Почему куклы человечнее людей

Как вы воспринимаете живые планы? Вам интереснее самим выступать перед зрителем или работать с куклой? 

А.Ш.: Если честно, до этого спектакля я редко работала в живом плане: это были небольшие, эпизодические роли. Я боялась живого плана. За куклой мне всегда было комфортно, спокойно, кукловождение — это моя стихия. Я уже отвыкла от живого плана, и я даже испугалась в начале — как же мне это сделать? У нас гениальный режиссёр, он помог, направил меня, и я думаю, что у меня все-таки в итоге получилось. 

Многие уже заметили, что в этом спектакле куклы человечнее, чем актёры в живом плане. Очень интересно играть таких разных персонажей. Куклы у меня добрые, чувствующие, они сочувствуют друг другу. Образ совершенно контрастный получился. Это интересно играть, проявлять себя творчески в разных планах. Для меня это была очень интересная работа. 

Д.Х.: Если бы я любил живой план, я пошел бы в драму. Это не секрет, меня всё ещё приглашают в драму, но я пришёл в куклы целенаправленно. Для меня было очень интересно познать систему управления кукол и, в первую очередь, было интересно понять саму психологию вообще: как через неживой предмет самовыражаться. Взять любой спектакль: у тебя есть режиссёрская задача, есть какая-то внутренняя драматургия, и ты должен со всем этим справляться. С куклой не всегда покажешь то, что ты можешь в живом плане показать, но это волшебство: то, что человек не может, мы можем через куклу выразить. 

Мне нравится: я 19 лет работаю в театре кукол и я не задумывался зачем я здесь и зачем мне это надо. Живой план сейчас везде, от него уже не уйти. Всё-таки тростевая кукла уходит уже на третий план, даже не на второй. Мы скучаем, но это новый барьер, который надо преодолеть и которому опять-таки нужно учиться. Нужен опыт.

Сложно ли самому подстроиться под кукольную пластику? 

А.Ш.: Для меня такой задачи не было. Для Дилюса ставили задачу, чтобы он был схож со своими персонажами, с другими мужчинами (куклами), народом. Для меня нет.

—————

Что сделать:
Продолжи интервью с актёрами театра кукол сразу после его последней фразы. Следующие данные взяты из другого источника.

—————

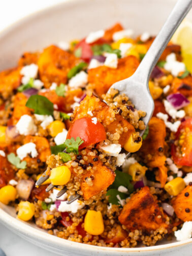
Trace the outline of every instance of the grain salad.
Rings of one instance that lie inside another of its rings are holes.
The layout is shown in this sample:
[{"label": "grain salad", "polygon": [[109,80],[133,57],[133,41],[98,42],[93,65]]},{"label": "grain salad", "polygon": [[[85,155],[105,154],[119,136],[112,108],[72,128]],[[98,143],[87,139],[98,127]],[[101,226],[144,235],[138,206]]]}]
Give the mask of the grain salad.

—————

Ответ:
Д.Х.: В «Адәмнәр» всё рождалось во время репетиций. Я сначала с куклами просто походил. Посмотрел, как эти куклы могут двигаться, и мне достаточно забавно было то, что наш режиссёр сделал их сутулыми, без ног, с впадинами в животах. Я решил перед зеркалом просто скопировать эту куклу. У кукол от бессилия глаза смотрят вверх, и они просто двигаются. Я не придумывал, просто увидел, когда перед зеркалом куклу водил, что кукла всё это может. Чтобы я смотрелся с ними едино, я полностью взял всё с них, и даже руки, от бессилия, как веревочные. Прям целенаправленно я не думал, какая пластика должна быть. Это пришло уже во время постановки.

У вас очень сложное взаимодействие на сцене, когда вы играете без кукол. Гарай и его мучитель — Голод. Как вы воспринимаете персонажей друг друга?

А.Ш.: Мы с Дилюсом давно уже вместе работаем, и нас часто ставят вдвоём: он — герой, я — героиня. Случился творческий тандем. Мы с ним очень хорошо друг друга понимаем. Режиссёр это знает, и поэтому всегда нам дают такие роли, что мы вместе взаимодействуем. Так случилось, что мы реально очень хорошо друг друга чувствуем. Я знаю, как он дышит. Он на меня посмотрит, и я знаю, чего он ожидает, и так же отвечаю. 

Какая сцена в этом спектакле для вас наиболее тяжелая в эмоциональном плане?

А.Ш.: Даже затрудняюсь сказать. Наверное, всё-таки финал, когда главный герой уже полностью теряет своё человеческое обличье.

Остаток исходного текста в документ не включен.